# [Excerpt to read]

A pioneering study led by the international COVID Human Genetic Effort consortium (www.covidhge.com), based on exome or genome sequencing data from 659 critically ill COVID-19 patients of various ancestries, revealed a significant enrichment in biochemically deleterious variants of the three core genes for influenza susceptibility (TLR3, IRF7 and IRF9) and ten other closely related viral genes (odds ratio (OR) = 8.28; p = 0.01) in these patients, relative to 534 subjects with asymptomatic or benign infections [16]. The genetic homogeneity underlying susceptibility to influenza and COVID-19 was not particularly surprising, given that both these conditions are respiratory infections caused by RNA viruses and transmitted by droplets and small airborne particles.

Independently of influenza, the essential role of type I IFNs in COVID-19 pathogenesis was supported by the discovery that critical COVID-19 pneumonia in 16 unrelated men carrying deleterious X-linked TLR7 variants was caused by the low type I IFN production of their plasmacytoid dendritic cells in response to SARS-CoV-2 [17]. Yet, other studies have brought supporting evidence for the implication of type I IFN-independent genes as monogenic etiologies of COVID-19. For example, genetic variants in the CFTR gene, including those causing cystic fibrosis, have been found to be overrepresented among critically ill COVID-19 patients [18,19,20], consistent with previous associations of the gene with susceptibility to respiratory tract infections [21]. Likewise, a genetic polymorphism in the androgen receptor (AR) gene that correlates with low serum testosterone level has been associated with severe COVID-19 in men [22]. However, immunological and clinical data supporting the implication of these type I IFN-independent genes in COVID-19 pathogenesis remain circumstantial.

# [Extracted data]
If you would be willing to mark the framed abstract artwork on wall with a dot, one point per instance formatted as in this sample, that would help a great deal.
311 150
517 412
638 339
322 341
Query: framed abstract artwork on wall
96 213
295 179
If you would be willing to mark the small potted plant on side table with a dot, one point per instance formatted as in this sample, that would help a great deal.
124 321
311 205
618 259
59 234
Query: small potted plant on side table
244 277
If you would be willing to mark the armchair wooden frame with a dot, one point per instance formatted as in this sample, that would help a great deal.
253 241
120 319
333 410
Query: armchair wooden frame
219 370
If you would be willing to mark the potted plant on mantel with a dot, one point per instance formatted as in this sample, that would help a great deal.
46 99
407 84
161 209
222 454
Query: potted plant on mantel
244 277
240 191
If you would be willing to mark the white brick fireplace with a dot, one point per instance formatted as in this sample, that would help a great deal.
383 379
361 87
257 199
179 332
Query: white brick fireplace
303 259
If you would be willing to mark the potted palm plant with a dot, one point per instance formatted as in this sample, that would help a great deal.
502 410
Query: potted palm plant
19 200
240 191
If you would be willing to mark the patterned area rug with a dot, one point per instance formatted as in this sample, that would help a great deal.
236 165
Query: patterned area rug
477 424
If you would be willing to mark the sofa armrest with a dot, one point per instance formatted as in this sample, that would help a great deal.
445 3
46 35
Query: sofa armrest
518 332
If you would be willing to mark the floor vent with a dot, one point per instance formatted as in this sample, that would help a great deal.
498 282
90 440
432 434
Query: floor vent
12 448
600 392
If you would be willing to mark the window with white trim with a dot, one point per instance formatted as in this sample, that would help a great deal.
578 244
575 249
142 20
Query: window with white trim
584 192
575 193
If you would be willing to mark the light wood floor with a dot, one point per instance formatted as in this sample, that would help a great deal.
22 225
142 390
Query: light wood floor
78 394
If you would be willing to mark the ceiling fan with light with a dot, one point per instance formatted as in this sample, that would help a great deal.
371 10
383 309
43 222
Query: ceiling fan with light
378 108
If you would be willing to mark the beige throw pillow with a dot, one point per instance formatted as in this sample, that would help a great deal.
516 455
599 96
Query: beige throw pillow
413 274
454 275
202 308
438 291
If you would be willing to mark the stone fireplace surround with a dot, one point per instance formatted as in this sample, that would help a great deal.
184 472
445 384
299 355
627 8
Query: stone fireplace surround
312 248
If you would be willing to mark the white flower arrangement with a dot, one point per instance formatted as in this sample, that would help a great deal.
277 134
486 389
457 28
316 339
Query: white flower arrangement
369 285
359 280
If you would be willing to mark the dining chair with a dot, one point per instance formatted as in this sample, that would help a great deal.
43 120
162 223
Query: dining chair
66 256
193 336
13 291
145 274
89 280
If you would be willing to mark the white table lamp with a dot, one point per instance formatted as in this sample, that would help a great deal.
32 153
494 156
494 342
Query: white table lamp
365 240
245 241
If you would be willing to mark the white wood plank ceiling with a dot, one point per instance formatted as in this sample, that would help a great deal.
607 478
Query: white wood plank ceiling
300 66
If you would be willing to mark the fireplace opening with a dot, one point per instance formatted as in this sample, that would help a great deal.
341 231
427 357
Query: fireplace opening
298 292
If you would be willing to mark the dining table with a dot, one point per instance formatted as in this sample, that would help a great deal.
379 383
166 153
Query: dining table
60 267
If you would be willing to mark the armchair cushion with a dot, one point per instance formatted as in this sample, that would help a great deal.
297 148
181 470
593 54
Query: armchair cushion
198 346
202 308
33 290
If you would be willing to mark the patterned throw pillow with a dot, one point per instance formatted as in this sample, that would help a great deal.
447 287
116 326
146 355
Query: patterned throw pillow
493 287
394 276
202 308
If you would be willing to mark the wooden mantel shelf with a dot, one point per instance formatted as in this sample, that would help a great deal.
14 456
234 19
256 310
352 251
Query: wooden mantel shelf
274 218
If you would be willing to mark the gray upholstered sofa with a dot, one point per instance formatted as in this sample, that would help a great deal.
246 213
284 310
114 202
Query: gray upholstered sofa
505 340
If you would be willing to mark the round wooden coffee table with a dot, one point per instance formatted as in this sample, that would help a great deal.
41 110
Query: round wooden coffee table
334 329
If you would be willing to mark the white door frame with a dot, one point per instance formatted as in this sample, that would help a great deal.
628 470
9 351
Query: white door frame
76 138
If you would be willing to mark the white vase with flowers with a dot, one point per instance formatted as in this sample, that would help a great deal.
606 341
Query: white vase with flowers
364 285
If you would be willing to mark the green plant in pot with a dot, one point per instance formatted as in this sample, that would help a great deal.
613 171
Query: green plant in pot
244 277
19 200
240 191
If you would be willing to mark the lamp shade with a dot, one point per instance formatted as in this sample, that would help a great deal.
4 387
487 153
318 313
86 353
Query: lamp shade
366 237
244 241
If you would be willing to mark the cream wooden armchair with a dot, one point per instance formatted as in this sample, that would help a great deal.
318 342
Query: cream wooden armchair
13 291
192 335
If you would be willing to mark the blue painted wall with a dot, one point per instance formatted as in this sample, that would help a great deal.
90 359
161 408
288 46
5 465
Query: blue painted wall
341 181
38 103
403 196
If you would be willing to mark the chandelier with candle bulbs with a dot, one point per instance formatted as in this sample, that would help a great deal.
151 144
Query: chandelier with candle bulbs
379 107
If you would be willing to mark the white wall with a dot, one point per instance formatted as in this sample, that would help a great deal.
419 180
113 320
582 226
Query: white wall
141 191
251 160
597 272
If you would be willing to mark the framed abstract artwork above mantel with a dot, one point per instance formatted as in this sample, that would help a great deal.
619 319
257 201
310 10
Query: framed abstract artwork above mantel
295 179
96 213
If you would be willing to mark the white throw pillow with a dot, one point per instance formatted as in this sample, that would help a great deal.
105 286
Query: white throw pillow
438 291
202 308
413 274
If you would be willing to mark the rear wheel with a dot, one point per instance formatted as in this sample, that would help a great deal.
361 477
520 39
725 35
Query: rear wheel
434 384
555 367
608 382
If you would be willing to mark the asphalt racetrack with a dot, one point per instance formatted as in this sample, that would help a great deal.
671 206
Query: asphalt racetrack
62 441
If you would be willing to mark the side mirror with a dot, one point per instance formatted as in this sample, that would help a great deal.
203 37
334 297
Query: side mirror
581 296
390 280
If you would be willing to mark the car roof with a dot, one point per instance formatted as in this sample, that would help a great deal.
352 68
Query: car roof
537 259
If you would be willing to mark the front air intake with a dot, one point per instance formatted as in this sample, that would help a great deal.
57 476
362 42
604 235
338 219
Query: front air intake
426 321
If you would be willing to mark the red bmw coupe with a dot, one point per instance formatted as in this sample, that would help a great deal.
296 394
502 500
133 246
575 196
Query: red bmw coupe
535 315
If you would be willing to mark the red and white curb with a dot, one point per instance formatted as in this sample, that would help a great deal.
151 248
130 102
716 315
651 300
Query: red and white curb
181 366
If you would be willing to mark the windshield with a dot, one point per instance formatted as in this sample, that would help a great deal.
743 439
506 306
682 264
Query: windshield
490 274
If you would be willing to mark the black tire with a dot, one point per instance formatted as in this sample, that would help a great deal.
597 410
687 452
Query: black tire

# [What the task asks]
Change the stretch of the passage on COVID-19 genetics from "A pioneering study" through "small airborne particles." so that "severely ill" replaces "critically ill", and write out the result. The lines are separate from the passage on COVID-19 genetics and have no connection to it.

# [Answer to the problem]
A pioneering study led by the international COVID Human Genetic Effort consortium (www.covidhge.com), based on exome or genome sequencing data from 659 severely ill COVID-19 patients of various ancestries, revealed a significant enrichment in biochemically deleterious variants of the three core genes for influenza susceptibility (TLR3, IRF7 and IRF9) and ten other closely related viral genes (odds ratio (OR) = 8.28; p = 0.01) in these patients, relative to 534 subjects with asymptomatic or benign infections [16]. The genetic homogeneity underlying susceptibility to influenza and COVID-19 was not particularly surprising, given that both these conditions are respiratory infections caused by RNA viruses and transmitted by droplets and small airborne particles.